* [Compiti scritti]
1. Riporta il passo del brano sulla concessione dei crediti che inizia da "Banche corresponsabili? Paghino" e finisce con "un diritto sacrosanto.".
2. Trasforma in un elenco puntato il paragrafo del brano sulla concessione dei crediti che comincia con «La "relazione di istruttoria" si componeva», conservandone i fatti principali.

##### Brano di riferimento

Banche corresponsabili? Paghino la loro parte
 











La storia della crisi finanziaria di Cipro può essere una lezione buona per tutti: quella che a pagare il conto della crisi non possono (e non debbono!) essere solo i più deboli (che quasi sempre sono anche i più poveri), ma devono essere in pari misura anche quelli che reclamano il loro credito come un diritto sacrosanto.
Sacrosanto il credito non sempre lo è. E adesso vi dico il perché. Qui le ideologie marxista, leninista, socialista, non c’entrano nulla. Si tratta proprio di una questione tecnica, tecnica bancaria ovviamente. È la parte che riguarda la tecnica di concessione dei crediti, che da circa vent’anni fa difetto. Un difetto ormai diventato così grosso da radere al suolo, finanziariamente ed economicamente, interi continenti.
Fino a 15 – 20 anni fa i prestiti a lunga scadenza, e i mutui, venivano concessi dalle banche dopo una lunga e accurata analisi.
Avendo io fatto per circa vent’anni l’analista fidi in un Istituto di Credito
Speciale di Milano, posso dire di conoscere questa materia al giusto livello di competenza.
Nella sostanza io ero quello che decideva se il mutuo o il finanziamento della banca poteva essere concesso al richiedente oppure rifiutato.
Ovviamente la mia era soltanto la “Relazione di istruttoria per la concessione del finanziamento”, poi c’erano ancora diversi livelli orizzontali e verticali di supervisione, controllo e decisione finale, rappresentata dalla “delibera”, che veniva firmata dal presidente della banca o dal consiglio di amministrazione, a seconda dell’importo. Con la delibera e la successiva firma del “contratto” (redatto da due funzionari della banca e firmato da tutte le parti alla presenza di un notaio) si formalizzava l’impegno della banca a concedere il finanziamento alle condizioni pattuite, ma era la “Relazione di istruttoria”, nella sostanza, a rappresentare il condensato attuativo della tecnica bancaria utilizzata per la concessione del finanziamento di lunga
durata.
La “relazione di istruttoria” si componeva generalmente di una-due pagine iniziali di “sintesi” (quelle che dovevano per forza leggere gli organi deliberanti), e da un minimo di una dozzina di pagine ad un massimo di ... (non esisteva un massimo). Il mio massimo è stata una relazione di 120 pagine. Nella relazione d’istruttoria l’impresa richiedente veniva analizzata in tutte le angolature economiche, patrimoniali e settoriali presenti, passate (almeno gli ultimi tre anni) e future, con “business plans” (che allora in Italia non si chiamavano ancora così) di almeno due-tre anni di durata.
Una analisi istruttoria poteva durare da pochi giorni (raramente) a diverse settimane, a seconda dei casi. Naturalmente un analista prendeva in carico più analisi contemporaneamente e le completava man mano che riceveva le notizie e i chiarimenti che gli servivano per sviluppare e terminare la sua istruttoria.

##########
##### Dati registrati

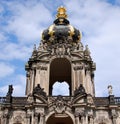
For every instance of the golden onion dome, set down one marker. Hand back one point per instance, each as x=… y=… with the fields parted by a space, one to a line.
x=61 y=30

##########

* [Problemi risolti]
1.
Banche corresponsabili? Paghino la loro parte
 











La storia della crisi finanziaria di Cipro può essere una lezione buona per tutti: quella che a pagare il conto della crisi non possono (e non debbono!) essere solo i più deboli (che quasi sempre sono anche i più poveri), ma devono essere in pari misura anche quelli che reclamano il loro credito come un diritto sacrosanto.

2.
- La relazione si apriva con una o due pagine di sintesi, che gli organi deliberanti dovevano leggere per forza.
- Il resto contava almeno una dozzina di pagine, senza un limite massimo. La relazione più lunga di chi scrive arrivò a 120 pagine.
- L'impresa richiedente veniva analizzata sotto tutti gli aspetti economici, patrimoniali e settoriali.
- L'analisi riguardava il presente, il passato (almeno gli ultimi tre anni) e il futuro.
- Per il futuro si usavano business plan di almeno due-tre anni, che allora in Italia non si chiamavano ancora così.